Stored items
□ □ □ □ □ □ □

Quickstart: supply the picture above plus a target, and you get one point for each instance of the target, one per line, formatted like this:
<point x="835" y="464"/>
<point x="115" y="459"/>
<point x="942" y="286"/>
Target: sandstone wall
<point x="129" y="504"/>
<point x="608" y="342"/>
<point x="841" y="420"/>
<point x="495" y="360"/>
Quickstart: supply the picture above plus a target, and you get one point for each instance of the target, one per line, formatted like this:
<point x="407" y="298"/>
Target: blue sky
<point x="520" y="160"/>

□ □ □ □ □ □ □

EXERCISE AIM
Output the complete data verbatim.

ANSWER TO THE PROBLEM
Quickstart: supply the picture above plus a target, and you get one point for each instance of the target, one per line, formatted like this:
<point x="835" y="464"/>
<point x="115" y="459"/>
<point x="942" y="286"/>
Target: sandstone wall
<point x="129" y="504"/>
<point x="608" y="342"/>
<point x="841" y="420"/>
<point x="495" y="360"/>
Quickstart: supply the picture above plus a target, and you get one point for each instance of the target, one per line, formatted like this:
<point x="407" y="298"/>
Target: blue sky
<point x="520" y="160"/>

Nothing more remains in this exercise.